Breno: Eu sei que a periculosidade é de outra esfera, a jurídica, mas podemos levantar alguns traços de determinadas doenças mentais e dizer ao juiz que estes podem conferir certa periculosidade ao seu portador? Se não pudermos fazer essa transposição, o exame de verificação clínica e de cessação de periculosidade não teria sentido, nem mesmo o tratamento.

Cohen: Se continuarmos com essa questão, os pedófilos também deveriam ser tratados em hospital de custódia, pois são portadores de transtorno de personalidade. Mas, no Brasil, o pedófilo é imputável e vai para a cadeia, não está vinculado à periculosidade e não é considerado portador de transtorno mental. Mas, deveria sê-lo porque está codificado na CID-10.

Hilda: Em transtorno de personalidade, ele tem noção do que está fazendo. Tanto que nossos legisladores inventaram a semi-imputabilidade para os psicopatas – porque “eles nasceram assim, não têm culpa e sua capacidade de discernimento está prejudicada” – e o juiz pode diminuir a sua pena em um ou dois terços. É um absurdo que ele receba esse benefício porque “não tem culpa de ser psicopata”. Mas a sociedade também não tem e ela não quer o psicopata nas ruas.

Cohen: O pior é colocar o psicopata numa penitenciária. Ele fará barbaridades ao ser inserido em um local no qual pode manipular os demais. As maiores rebeliões no sistema penitenciário são comandadas por psicopatas.

Hilda: O psicopata não se adapta ao hospital de custódia, porque não é louco; e nem à cadeia, porque vira líder. Nas cadeias há 20% de psicopatas e 80% de criminosos comuns. Esses 20% não permitem que os 80% se recuperem, porque passam a comandá-los. É por isso que em outros países existem três tipos de instituição: para doente mental, para psicopata e para criminoso comum.

Cohen: Concordo. Em nosso sistema penal, as leis são elaboradas somente por juristas, não há assessoramento de outras áreas. Ainda sobre o inimputável e semi-imputável, temos a situação do indivíduo com transtorno de personalidade que vai para o hospital de custódia com os outros doentes mentais e atrapalha a terapêutica dos demais.

Breno: O psicopata é considerado semi-imputável e a lei permite que o juiz utilize medida de segurança em seu caso. É perigoso colocar o psicopata junto com outros doentes mentais porque alguns são manipuláveis. Há algum tempo tentamos encaminhar todos os psicopatas para a Casa de Custódia de Taubaté, o que funcionou razoavelmente. Mas nosso sistema deixa muito a desejar.

Hilda: Depende do lugar. No Rio Grande do Sul funciona melhor. O problema é a falta de psiquiatras forenses. Em Belém, por exemplo, o hospital é bem aparelhado, mas só há uma psiquiatra forense.

Cohen: Devemos criar um espaço diferenciado ao portador de transtorno de personalidade.

§ **O que se pede**
As afirmações a seguir estão de acordo com o debate? Responda sim ou não a cada uma e cite textualmente as palavras do debate que decidem.
1. Segundo Hilda, 20% dos presos nas cadeias são psicopatas.
2. Segundo Cohen, no Brasil o pedófilo é encaminhado ao hospital de custódia.
3. Segundo Hilda, o hospital de Belém conta com vários psiquiatras forenses.
Os itens vêm de outra fonte.

§ **Dados disponíveis**

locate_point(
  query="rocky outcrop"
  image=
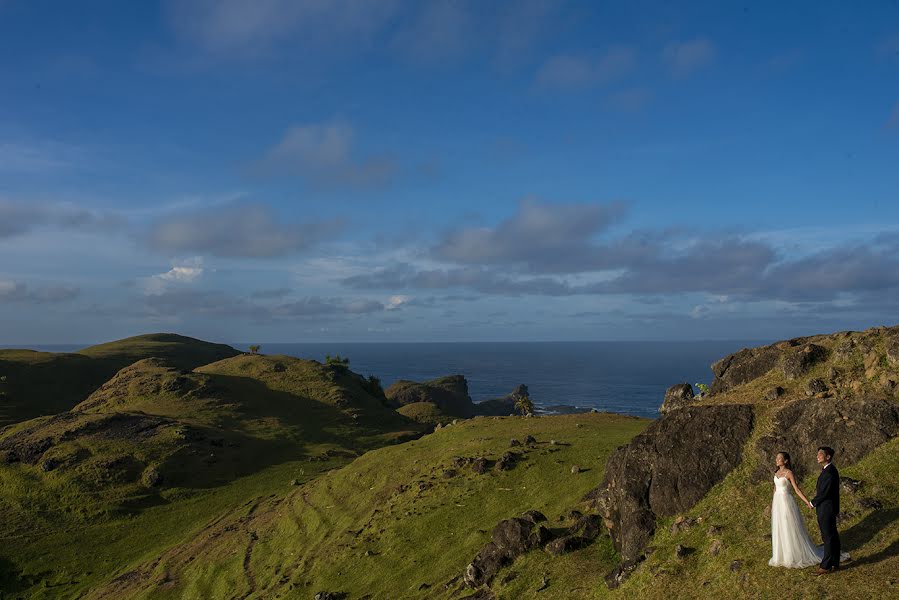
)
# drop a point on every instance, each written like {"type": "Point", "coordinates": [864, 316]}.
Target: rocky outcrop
{"type": "Point", "coordinates": [677, 396]}
{"type": "Point", "coordinates": [510, 538]}
{"type": "Point", "coordinates": [449, 394]}
{"type": "Point", "coordinates": [667, 469]}
{"type": "Point", "coordinates": [743, 366]}
{"type": "Point", "coordinates": [502, 407]}
{"type": "Point", "coordinates": [798, 360]}
{"type": "Point", "coordinates": [851, 427]}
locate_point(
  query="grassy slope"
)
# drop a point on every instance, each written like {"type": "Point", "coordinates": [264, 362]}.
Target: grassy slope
{"type": "Point", "coordinates": [292, 419]}
{"type": "Point", "coordinates": [371, 527]}
{"type": "Point", "coordinates": [738, 506]}
{"type": "Point", "coordinates": [47, 383]}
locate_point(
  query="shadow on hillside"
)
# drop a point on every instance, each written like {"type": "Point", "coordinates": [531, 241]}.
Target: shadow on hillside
{"type": "Point", "coordinates": [11, 579]}
{"type": "Point", "coordinates": [864, 531]}
{"type": "Point", "coordinates": [890, 551]}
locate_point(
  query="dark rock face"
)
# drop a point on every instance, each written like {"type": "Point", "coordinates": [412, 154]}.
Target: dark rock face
{"type": "Point", "coordinates": [677, 396]}
{"type": "Point", "coordinates": [743, 366]}
{"type": "Point", "coordinates": [584, 530]}
{"type": "Point", "coordinates": [667, 469]}
{"type": "Point", "coordinates": [450, 394]}
{"type": "Point", "coordinates": [798, 360]}
{"type": "Point", "coordinates": [480, 465]}
{"type": "Point", "coordinates": [847, 484]}
{"type": "Point", "coordinates": [151, 477]}
{"type": "Point", "coordinates": [510, 538]}
{"type": "Point", "coordinates": [815, 386]}
{"type": "Point", "coordinates": [507, 461]}
{"type": "Point", "coordinates": [774, 393]}
{"type": "Point", "coordinates": [851, 427]}
{"type": "Point", "coordinates": [869, 503]}
{"type": "Point", "coordinates": [622, 572]}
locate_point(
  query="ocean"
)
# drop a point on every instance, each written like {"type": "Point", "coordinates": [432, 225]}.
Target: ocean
{"type": "Point", "coordinates": [622, 377]}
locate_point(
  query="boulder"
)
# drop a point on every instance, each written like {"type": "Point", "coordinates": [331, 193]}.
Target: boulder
{"type": "Point", "coordinates": [774, 393]}
{"type": "Point", "coordinates": [151, 477]}
{"type": "Point", "coordinates": [815, 386]}
{"type": "Point", "coordinates": [620, 573]}
{"type": "Point", "coordinates": [847, 484]}
{"type": "Point", "coordinates": [650, 477]}
{"type": "Point", "coordinates": [480, 465]}
{"type": "Point", "coordinates": [509, 539]}
{"type": "Point", "coordinates": [507, 461]}
{"type": "Point", "coordinates": [743, 366]}
{"type": "Point", "coordinates": [892, 350]}
{"type": "Point", "coordinates": [677, 396]}
{"type": "Point", "coordinates": [449, 394]}
{"type": "Point", "coordinates": [682, 524]}
{"type": "Point", "coordinates": [870, 503]}
{"type": "Point", "coordinates": [851, 427]}
{"type": "Point", "coordinates": [798, 360]}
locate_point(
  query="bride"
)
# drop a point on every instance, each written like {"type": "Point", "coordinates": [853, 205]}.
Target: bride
{"type": "Point", "coordinates": [790, 543]}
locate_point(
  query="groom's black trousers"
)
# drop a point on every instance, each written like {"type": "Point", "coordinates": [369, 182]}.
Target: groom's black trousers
{"type": "Point", "coordinates": [827, 521]}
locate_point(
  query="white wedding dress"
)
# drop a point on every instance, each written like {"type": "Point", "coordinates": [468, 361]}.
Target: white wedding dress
{"type": "Point", "coordinates": [790, 543]}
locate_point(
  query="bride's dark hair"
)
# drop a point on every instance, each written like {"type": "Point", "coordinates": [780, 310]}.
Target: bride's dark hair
{"type": "Point", "coordinates": [788, 464]}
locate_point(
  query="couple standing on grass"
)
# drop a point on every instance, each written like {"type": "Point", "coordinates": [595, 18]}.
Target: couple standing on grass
{"type": "Point", "coordinates": [791, 545]}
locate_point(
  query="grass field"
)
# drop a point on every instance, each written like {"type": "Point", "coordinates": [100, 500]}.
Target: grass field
{"type": "Point", "coordinates": [390, 524]}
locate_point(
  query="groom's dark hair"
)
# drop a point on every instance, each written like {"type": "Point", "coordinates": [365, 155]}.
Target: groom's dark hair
{"type": "Point", "coordinates": [828, 451]}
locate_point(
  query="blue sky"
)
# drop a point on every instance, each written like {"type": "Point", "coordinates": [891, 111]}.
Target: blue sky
{"type": "Point", "coordinates": [298, 170]}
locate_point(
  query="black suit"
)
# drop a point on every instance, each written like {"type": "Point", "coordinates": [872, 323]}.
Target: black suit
{"type": "Point", "coordinates": [827, 507]}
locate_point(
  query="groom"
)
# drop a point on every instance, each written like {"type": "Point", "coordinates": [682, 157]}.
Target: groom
{"type": "Point", "coordinates": [827, 506]}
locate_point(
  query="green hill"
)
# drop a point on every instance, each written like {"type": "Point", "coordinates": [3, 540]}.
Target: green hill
{"type": "Point", "coordinates": [684, 496]}
{"type": "Point", "coordinates": [45, 383]}
{"type": "Point", "coordinates": [156, 452]}
{"type": "Point", "coordinates": [398, 522]}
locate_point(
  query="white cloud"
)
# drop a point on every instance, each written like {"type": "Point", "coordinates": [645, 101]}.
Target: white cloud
{"type": "Point", "coordinates": [568, 71]}
{"type": "Point", "coordinates": [322, 153]}
{"type": "Point", "coordinates": [397, 301]}
{"type": "Point", "coordinates": [684, 58]}
{"type": "Point", "coordinates": [239, 27]}
{"type": "Point", "coordinates": [248, 231]}
{"type": "Point", "coordinates": [186, 272]}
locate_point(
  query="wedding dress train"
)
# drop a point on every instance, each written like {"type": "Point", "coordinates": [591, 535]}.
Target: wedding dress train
{"type": "Point", "coordinates": [791, 545]}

§ **Resposta final**
1. Sim: "Nas cadeias há 20% de psicopatas e 80% de criminosos comuns."
2. Não: "no Brasil, o pedófilo é imputável e vai para a cadeia"
3. Não: "Em Belém, por exemplo, o hospital é bem aparelhado, mas só há uma psiquiatra forense."